[Dataset content Boundary: Start]

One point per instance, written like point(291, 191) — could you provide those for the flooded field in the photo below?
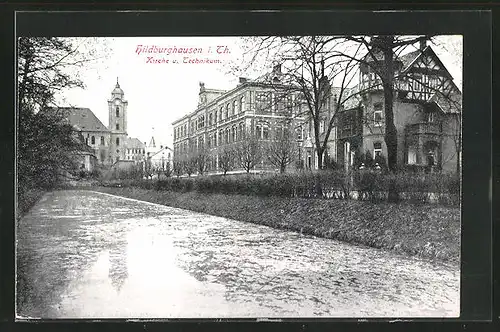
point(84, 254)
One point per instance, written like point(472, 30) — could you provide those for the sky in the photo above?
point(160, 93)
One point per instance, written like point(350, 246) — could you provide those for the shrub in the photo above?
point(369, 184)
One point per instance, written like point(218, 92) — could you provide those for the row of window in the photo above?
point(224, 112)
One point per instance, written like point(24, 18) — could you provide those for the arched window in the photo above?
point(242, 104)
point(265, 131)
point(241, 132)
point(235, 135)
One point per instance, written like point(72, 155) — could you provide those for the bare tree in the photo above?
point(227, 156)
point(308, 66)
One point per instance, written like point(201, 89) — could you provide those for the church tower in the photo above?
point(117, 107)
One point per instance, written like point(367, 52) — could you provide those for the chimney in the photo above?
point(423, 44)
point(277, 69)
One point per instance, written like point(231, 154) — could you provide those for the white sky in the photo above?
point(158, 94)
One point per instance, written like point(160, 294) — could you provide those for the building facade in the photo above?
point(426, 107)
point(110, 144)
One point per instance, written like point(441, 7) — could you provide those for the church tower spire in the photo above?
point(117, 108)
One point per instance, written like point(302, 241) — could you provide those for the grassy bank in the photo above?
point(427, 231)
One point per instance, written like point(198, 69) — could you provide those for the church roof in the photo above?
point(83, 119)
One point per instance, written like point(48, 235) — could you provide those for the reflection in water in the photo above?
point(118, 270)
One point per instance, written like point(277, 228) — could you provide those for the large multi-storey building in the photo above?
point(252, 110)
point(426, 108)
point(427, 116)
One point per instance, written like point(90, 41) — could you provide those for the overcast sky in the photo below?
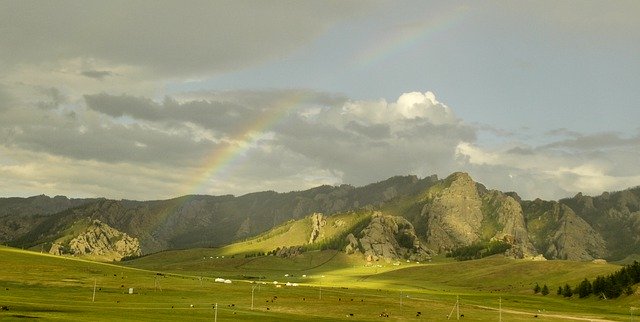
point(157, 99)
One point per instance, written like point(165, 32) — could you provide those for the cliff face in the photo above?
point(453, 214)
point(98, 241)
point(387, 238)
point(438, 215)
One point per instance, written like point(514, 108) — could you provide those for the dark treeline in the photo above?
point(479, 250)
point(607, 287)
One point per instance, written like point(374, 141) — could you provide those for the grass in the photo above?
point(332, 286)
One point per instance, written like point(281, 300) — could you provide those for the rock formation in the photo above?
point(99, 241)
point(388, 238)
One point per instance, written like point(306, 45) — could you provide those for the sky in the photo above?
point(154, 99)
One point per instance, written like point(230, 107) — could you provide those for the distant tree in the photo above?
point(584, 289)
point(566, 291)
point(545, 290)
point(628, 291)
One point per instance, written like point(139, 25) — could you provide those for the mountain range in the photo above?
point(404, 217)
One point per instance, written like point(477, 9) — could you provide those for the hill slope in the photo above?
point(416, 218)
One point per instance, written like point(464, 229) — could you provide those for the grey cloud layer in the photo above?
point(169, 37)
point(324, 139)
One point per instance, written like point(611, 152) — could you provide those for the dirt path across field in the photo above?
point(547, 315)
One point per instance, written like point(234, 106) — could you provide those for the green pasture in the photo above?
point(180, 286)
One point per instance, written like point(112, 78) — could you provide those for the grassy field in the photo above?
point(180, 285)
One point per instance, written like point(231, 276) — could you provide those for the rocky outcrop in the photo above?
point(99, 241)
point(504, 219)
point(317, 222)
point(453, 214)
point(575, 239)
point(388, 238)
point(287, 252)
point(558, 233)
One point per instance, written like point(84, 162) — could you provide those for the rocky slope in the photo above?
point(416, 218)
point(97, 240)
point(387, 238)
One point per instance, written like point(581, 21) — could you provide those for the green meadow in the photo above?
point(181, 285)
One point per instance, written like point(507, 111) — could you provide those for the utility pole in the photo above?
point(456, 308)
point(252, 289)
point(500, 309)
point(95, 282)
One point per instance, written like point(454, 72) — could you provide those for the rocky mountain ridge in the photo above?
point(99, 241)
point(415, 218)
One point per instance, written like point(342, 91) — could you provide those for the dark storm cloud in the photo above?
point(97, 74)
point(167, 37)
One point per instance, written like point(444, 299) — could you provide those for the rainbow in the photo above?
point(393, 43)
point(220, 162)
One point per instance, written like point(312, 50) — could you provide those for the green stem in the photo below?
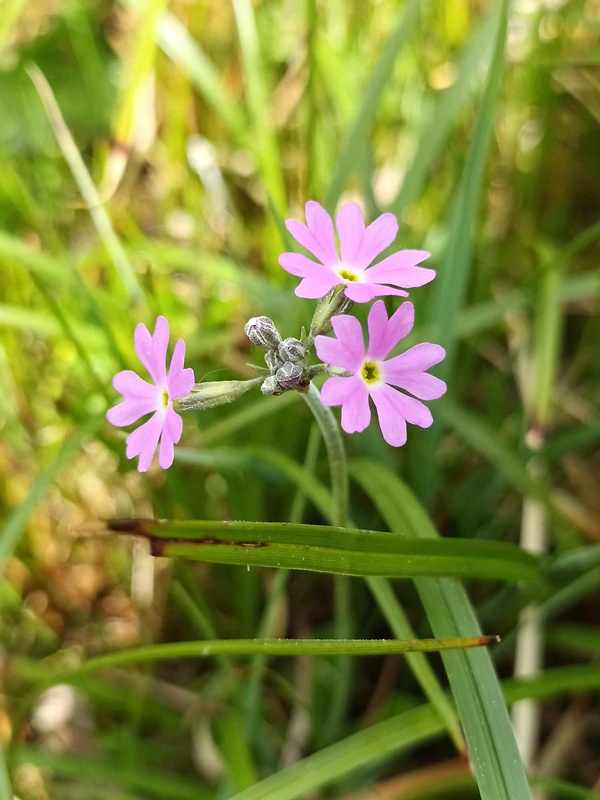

[Dataset content Boundary: End]
[Dataset content Boundary: Start]

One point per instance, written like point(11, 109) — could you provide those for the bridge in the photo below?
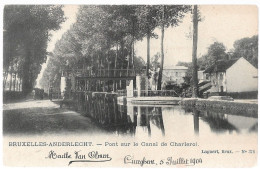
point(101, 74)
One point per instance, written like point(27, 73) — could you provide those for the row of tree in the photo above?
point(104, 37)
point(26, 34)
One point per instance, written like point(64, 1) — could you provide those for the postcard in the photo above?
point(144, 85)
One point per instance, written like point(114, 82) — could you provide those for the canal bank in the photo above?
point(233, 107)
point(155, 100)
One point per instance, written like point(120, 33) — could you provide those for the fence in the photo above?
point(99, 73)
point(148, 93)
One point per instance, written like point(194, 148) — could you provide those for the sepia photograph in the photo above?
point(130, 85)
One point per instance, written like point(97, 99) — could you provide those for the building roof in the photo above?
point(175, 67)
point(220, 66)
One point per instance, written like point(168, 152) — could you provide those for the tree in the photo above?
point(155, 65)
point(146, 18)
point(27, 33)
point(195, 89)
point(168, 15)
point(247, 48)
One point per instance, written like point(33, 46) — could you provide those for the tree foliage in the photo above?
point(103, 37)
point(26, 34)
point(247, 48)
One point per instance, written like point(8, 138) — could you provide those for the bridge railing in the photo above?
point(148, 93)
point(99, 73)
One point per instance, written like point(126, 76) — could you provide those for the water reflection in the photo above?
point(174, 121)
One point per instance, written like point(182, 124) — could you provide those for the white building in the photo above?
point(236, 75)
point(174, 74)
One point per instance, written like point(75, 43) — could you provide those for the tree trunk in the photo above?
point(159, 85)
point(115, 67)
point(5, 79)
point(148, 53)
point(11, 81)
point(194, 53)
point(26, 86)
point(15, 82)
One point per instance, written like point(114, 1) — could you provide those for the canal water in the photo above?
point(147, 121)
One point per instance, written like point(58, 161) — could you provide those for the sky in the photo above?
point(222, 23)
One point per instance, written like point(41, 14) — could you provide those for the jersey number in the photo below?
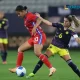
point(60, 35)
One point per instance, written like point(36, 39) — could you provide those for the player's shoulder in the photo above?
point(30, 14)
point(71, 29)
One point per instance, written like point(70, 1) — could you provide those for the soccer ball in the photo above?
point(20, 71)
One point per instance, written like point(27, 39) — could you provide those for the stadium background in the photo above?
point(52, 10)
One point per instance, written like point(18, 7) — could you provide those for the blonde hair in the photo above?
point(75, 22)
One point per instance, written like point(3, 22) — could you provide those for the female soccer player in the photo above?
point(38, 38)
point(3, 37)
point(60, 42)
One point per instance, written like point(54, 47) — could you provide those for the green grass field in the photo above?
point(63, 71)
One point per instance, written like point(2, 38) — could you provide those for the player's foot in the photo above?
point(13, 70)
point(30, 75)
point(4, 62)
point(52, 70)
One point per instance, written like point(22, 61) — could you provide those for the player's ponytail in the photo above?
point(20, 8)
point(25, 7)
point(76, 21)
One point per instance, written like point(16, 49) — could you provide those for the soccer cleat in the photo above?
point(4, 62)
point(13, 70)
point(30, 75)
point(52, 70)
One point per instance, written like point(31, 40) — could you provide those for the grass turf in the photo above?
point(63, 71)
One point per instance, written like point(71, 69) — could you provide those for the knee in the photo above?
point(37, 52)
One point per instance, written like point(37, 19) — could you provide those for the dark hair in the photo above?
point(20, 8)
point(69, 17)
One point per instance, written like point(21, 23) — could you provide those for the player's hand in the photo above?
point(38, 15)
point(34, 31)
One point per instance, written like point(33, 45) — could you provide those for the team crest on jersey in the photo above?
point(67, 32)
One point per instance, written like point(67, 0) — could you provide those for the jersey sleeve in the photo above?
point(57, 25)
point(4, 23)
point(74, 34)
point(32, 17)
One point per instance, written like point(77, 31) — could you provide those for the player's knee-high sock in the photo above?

[Dataset content Boundary: End]
[Dataset content Boundary: Start]

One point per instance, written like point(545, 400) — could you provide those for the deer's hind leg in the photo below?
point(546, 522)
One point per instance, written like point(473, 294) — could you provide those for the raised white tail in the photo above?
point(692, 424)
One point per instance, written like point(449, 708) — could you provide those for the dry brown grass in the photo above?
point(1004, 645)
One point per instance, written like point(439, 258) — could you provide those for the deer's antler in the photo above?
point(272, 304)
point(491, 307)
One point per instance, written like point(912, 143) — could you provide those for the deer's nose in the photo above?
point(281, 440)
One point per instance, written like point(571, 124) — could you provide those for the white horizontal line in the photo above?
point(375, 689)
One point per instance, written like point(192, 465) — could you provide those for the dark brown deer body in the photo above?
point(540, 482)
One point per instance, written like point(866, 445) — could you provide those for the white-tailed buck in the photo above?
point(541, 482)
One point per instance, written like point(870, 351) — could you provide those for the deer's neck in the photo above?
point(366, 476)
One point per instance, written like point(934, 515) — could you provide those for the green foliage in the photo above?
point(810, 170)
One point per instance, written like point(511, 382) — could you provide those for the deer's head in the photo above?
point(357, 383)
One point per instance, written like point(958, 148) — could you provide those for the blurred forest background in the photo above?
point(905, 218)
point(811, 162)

[Dataset content Boundary: End]

- _Exercise directions_:
All lines above from the one holding "One point per instance, written like point(16, 49)" to the one holding "One point per instance, written like point(77, 31)", inclusive, are to be copied exactly; no other line is wanted.

- _Answer area_:
One point per instance, written like point(16, 49) — could you provide those for the soccer cleat in the photo above?
point(4, 62)
point(13, 70)
point(30, 75)
point(52, 70)
One point per instance, written like point(31, 40) — could you provide those for the grass turf in the photo above?
point(63, 71)
One point per instance, written like point(71, 69) — could you provide those for the knee in the photo above?
point(37, 52)
One point per instance, written like point(37, 19) — could you provide those for the dark hair in the photo above?
point(20, 8)
point(69, 17)
One point per instance, written like point(21, 23) — could you provide those for the player's hand in the photo above?
point(38, 15)
point(34, 31)
One point per instance, written like point(33, 45) — could you provide those for the team crest on jersey in the photo above?
point(67, 32)
One point per instance, written like point(67, 0) — could you provide those for the jersey sleeve in the photo above?
point(57, 25)
point(4, 23)
point(74, 34)
point(32, 17)
One point per instance, written like point(77, 31) — could you provide those for the player's knee-high sock in the photo above?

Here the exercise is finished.